### Exercise goal
What lines below contain the word "coiled"? Please pull each one out.

*** Data for the task ***

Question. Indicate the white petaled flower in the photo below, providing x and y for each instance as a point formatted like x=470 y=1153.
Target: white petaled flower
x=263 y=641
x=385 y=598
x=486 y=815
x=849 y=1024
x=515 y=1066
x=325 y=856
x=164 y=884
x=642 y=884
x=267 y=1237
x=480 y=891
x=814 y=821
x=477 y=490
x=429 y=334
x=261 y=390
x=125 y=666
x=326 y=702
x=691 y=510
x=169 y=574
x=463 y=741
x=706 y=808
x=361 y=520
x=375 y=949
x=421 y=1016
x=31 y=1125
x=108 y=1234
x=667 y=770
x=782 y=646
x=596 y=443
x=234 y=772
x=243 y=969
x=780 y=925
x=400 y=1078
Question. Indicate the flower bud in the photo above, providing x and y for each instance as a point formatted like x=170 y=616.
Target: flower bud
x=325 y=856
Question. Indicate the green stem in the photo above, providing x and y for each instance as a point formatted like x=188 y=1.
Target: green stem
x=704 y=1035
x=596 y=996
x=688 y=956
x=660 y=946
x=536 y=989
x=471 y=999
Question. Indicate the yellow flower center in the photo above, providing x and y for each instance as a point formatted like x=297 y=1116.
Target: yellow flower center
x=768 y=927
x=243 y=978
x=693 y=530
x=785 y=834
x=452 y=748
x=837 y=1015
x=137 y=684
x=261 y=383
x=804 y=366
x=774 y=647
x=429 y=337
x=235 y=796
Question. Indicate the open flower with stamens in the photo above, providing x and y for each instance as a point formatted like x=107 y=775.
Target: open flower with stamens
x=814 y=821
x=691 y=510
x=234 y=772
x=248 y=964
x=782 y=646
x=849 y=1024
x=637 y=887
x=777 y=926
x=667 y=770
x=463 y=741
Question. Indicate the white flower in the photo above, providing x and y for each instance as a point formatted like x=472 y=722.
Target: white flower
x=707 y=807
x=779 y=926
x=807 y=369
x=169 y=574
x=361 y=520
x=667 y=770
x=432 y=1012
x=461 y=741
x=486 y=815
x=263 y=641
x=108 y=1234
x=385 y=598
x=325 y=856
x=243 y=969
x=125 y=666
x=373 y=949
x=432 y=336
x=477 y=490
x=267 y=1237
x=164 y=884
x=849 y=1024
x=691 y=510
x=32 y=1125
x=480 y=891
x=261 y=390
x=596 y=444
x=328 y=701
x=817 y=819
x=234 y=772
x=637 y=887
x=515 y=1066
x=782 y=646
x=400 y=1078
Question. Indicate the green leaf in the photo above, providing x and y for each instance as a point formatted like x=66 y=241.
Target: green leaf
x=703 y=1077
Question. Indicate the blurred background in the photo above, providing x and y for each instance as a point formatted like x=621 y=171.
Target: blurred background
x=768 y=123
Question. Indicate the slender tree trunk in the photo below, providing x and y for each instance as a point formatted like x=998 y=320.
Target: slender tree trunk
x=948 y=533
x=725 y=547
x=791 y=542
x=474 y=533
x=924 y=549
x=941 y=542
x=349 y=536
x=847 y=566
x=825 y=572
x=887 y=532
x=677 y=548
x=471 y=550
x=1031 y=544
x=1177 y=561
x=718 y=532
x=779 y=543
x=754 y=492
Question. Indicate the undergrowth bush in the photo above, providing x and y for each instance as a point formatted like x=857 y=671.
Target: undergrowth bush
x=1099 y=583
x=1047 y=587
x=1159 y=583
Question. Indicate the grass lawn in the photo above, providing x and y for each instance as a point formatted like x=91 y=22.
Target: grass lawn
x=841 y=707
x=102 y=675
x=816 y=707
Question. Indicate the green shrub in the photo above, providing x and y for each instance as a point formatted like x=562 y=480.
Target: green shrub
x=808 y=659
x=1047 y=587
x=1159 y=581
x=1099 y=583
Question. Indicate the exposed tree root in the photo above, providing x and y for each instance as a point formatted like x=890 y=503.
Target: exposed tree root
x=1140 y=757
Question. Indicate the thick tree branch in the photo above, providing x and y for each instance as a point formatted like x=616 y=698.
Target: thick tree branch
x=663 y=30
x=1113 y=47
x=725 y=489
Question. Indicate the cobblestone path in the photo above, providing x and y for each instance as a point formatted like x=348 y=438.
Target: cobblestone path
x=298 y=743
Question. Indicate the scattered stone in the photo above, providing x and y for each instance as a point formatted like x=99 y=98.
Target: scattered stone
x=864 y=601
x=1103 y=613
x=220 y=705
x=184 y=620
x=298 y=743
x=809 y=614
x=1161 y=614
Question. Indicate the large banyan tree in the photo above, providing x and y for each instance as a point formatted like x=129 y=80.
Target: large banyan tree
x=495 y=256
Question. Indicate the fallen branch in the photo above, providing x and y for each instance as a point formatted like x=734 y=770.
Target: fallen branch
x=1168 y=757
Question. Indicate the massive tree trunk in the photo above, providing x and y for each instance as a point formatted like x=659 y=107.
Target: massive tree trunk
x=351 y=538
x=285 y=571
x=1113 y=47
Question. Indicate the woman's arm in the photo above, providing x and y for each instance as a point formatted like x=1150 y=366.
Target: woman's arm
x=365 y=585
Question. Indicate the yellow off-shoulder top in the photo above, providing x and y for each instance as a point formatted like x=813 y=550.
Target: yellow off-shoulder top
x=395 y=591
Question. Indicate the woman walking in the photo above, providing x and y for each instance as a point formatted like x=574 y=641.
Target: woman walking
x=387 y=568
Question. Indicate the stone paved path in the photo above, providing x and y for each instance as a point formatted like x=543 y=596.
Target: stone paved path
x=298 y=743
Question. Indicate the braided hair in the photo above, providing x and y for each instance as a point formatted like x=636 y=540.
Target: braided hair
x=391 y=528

***
*** Data for the task ***

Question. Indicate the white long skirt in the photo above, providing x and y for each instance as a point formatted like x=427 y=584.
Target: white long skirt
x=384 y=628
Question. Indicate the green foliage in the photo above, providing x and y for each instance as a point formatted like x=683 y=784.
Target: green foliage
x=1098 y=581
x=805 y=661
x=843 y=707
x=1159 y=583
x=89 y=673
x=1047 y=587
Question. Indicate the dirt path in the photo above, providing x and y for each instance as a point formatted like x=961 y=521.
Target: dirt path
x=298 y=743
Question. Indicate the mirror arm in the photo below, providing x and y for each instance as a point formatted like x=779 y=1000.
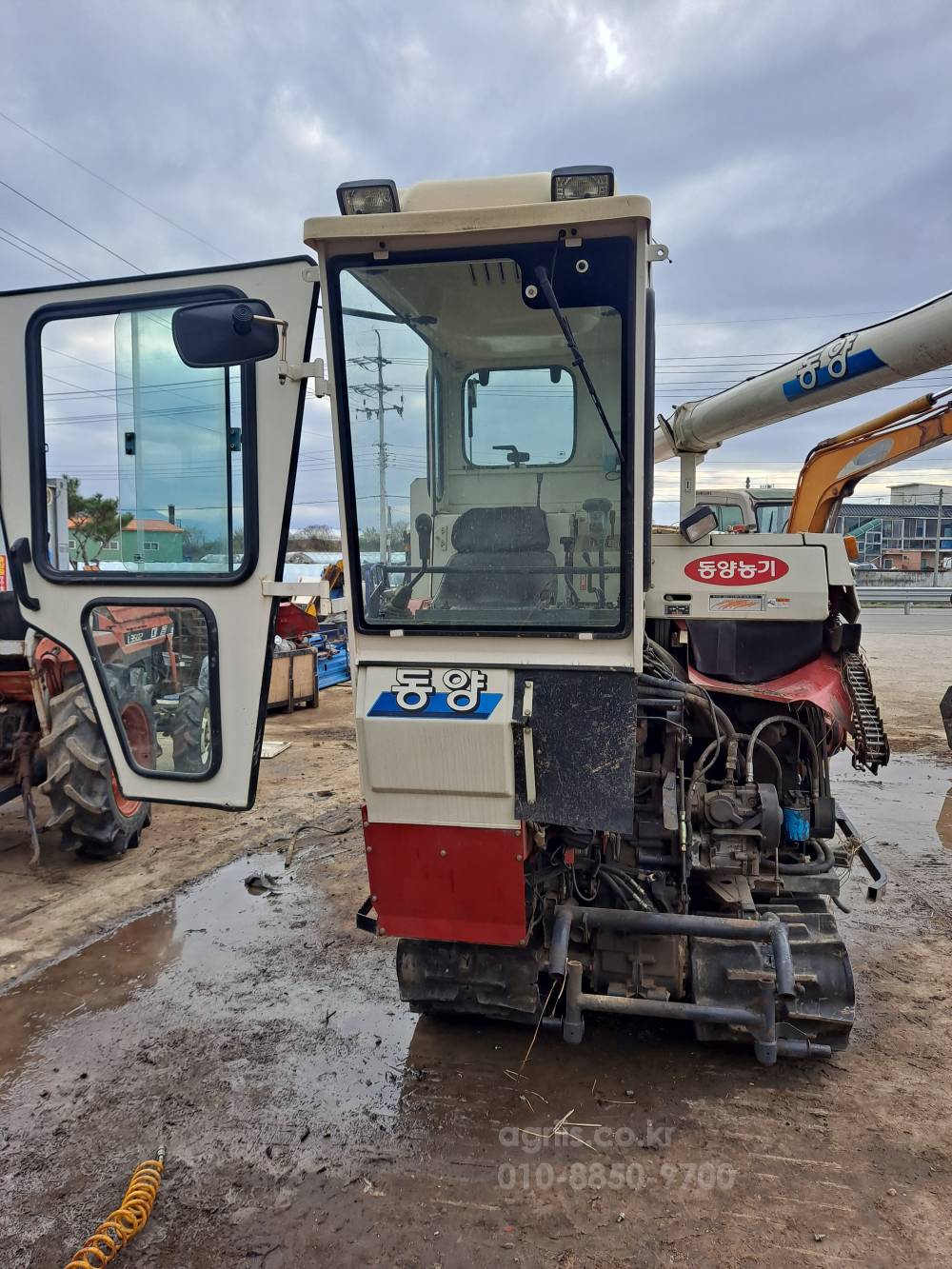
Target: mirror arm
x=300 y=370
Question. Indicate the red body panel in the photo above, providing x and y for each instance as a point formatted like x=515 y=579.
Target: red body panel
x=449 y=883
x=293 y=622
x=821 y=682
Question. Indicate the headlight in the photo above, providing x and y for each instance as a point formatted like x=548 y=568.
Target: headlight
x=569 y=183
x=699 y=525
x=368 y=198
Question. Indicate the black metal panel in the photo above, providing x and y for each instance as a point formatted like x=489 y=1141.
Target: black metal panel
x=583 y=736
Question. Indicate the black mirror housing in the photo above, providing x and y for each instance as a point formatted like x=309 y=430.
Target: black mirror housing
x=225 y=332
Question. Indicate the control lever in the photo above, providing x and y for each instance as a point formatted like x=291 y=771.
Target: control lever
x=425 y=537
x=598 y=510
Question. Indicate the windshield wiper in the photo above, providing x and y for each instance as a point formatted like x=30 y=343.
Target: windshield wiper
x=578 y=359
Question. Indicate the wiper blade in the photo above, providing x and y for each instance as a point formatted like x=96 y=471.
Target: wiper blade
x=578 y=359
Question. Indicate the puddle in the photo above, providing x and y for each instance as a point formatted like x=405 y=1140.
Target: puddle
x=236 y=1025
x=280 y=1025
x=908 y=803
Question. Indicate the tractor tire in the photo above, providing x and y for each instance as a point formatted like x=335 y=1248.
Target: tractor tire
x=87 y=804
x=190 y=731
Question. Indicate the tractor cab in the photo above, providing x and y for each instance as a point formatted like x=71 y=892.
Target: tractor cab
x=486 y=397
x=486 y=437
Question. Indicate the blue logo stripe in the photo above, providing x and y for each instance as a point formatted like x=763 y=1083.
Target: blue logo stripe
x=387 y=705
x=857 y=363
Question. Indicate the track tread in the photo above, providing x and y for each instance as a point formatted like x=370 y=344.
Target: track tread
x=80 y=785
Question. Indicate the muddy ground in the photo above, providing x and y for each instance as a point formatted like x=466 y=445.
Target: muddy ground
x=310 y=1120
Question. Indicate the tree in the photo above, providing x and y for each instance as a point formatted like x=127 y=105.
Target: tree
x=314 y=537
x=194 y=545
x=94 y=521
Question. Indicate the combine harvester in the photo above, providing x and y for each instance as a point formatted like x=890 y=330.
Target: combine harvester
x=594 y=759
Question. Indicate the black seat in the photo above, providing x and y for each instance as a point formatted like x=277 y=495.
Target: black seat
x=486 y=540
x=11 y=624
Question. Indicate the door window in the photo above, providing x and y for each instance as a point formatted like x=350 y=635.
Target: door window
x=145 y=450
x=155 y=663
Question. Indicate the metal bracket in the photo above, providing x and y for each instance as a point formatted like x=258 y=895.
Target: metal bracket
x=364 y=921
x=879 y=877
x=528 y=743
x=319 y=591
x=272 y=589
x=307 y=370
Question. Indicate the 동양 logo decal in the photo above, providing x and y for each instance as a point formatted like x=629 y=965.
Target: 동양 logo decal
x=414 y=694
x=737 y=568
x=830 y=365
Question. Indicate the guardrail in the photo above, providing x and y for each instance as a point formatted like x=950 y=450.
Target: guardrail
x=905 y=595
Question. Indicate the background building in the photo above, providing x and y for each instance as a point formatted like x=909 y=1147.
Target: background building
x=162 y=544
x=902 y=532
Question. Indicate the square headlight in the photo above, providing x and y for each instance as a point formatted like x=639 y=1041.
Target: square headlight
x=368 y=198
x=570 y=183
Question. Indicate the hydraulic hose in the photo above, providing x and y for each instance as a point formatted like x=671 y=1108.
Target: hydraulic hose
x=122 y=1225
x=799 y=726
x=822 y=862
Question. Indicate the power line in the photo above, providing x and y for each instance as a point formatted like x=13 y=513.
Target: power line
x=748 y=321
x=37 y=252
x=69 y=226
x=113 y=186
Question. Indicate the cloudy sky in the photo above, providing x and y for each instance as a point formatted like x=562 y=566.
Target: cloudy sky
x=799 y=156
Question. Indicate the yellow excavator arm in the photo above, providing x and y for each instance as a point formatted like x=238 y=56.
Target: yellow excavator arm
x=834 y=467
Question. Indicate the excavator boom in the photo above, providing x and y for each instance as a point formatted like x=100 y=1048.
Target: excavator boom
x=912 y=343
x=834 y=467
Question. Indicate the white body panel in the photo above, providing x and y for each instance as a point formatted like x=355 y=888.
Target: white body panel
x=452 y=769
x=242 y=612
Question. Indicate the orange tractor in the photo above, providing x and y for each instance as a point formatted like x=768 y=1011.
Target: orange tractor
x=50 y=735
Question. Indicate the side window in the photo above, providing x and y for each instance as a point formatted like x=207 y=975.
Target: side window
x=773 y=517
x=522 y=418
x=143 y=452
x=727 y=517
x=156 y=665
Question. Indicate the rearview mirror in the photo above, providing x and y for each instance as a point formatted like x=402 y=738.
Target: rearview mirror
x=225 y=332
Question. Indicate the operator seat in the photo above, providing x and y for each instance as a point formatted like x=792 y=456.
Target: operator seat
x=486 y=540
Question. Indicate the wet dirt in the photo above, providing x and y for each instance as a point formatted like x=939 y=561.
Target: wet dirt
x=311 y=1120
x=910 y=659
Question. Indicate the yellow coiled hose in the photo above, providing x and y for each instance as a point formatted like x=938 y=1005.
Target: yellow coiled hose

***
*** Data for the task ***

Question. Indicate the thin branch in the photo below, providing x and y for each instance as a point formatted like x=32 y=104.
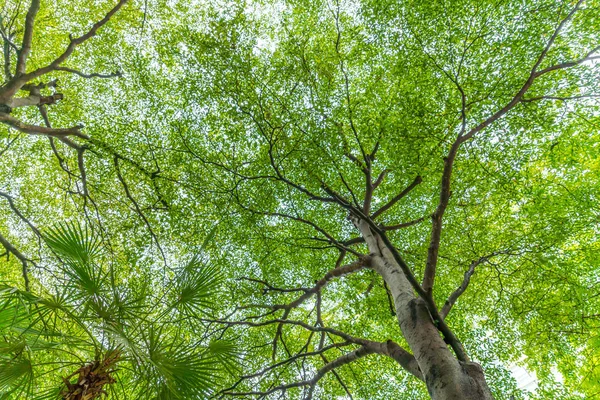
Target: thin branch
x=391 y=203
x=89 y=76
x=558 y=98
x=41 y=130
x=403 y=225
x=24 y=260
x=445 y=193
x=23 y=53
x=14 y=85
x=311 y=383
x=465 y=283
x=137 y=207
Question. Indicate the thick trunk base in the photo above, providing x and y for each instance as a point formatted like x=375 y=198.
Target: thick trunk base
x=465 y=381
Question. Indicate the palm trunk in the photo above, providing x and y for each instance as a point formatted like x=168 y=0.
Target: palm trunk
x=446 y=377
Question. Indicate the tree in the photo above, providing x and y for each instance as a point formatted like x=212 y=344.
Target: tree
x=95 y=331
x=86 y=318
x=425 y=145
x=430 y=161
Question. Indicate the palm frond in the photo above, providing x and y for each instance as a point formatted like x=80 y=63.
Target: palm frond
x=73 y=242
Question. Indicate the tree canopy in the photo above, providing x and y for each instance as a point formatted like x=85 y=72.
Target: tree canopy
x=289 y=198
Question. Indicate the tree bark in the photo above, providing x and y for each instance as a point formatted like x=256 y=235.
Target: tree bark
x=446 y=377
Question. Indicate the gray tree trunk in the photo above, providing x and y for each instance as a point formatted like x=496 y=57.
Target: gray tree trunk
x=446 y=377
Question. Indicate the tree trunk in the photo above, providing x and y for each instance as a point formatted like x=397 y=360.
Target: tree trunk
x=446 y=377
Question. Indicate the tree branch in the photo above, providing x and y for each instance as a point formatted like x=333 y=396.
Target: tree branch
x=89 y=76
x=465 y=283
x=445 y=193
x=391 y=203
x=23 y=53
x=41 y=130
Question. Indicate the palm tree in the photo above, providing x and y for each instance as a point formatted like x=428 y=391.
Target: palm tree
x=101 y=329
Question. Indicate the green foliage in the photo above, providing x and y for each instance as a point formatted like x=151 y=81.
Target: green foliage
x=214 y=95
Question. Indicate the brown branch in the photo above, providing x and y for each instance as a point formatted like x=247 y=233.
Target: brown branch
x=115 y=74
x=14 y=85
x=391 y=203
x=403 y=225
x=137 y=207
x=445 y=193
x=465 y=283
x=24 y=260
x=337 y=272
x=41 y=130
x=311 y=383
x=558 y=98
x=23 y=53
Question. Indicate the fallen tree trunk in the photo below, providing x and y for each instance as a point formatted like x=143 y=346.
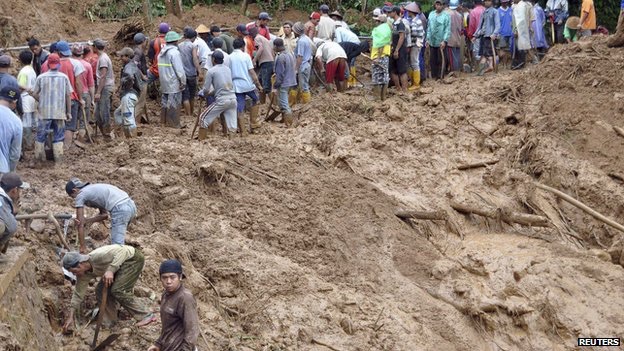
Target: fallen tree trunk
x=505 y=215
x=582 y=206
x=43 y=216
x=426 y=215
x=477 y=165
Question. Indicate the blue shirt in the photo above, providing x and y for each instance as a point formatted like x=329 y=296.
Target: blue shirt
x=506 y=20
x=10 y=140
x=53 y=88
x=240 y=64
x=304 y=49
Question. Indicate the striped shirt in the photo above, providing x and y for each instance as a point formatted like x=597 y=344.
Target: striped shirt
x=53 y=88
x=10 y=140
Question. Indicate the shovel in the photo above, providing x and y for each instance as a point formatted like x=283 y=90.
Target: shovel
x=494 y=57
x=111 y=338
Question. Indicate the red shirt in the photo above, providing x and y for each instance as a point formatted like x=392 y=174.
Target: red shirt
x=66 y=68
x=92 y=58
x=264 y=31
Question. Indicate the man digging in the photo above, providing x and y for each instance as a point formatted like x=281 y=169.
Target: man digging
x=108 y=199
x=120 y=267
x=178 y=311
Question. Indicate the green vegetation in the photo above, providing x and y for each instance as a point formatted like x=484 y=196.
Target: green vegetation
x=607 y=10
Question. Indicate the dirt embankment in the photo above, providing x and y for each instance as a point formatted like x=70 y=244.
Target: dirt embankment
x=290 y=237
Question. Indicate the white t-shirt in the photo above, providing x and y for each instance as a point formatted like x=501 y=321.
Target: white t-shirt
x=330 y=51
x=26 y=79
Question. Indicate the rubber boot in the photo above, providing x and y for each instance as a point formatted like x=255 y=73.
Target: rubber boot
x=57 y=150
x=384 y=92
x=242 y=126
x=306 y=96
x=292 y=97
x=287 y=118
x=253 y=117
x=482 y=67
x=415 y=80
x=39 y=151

***

### Reply to the exercise
Question. Indicate the yellow coiled hose in the photo above, providing x and y for each instance as a point formatted like x=938 y=1005.
Target: yellow coiled hose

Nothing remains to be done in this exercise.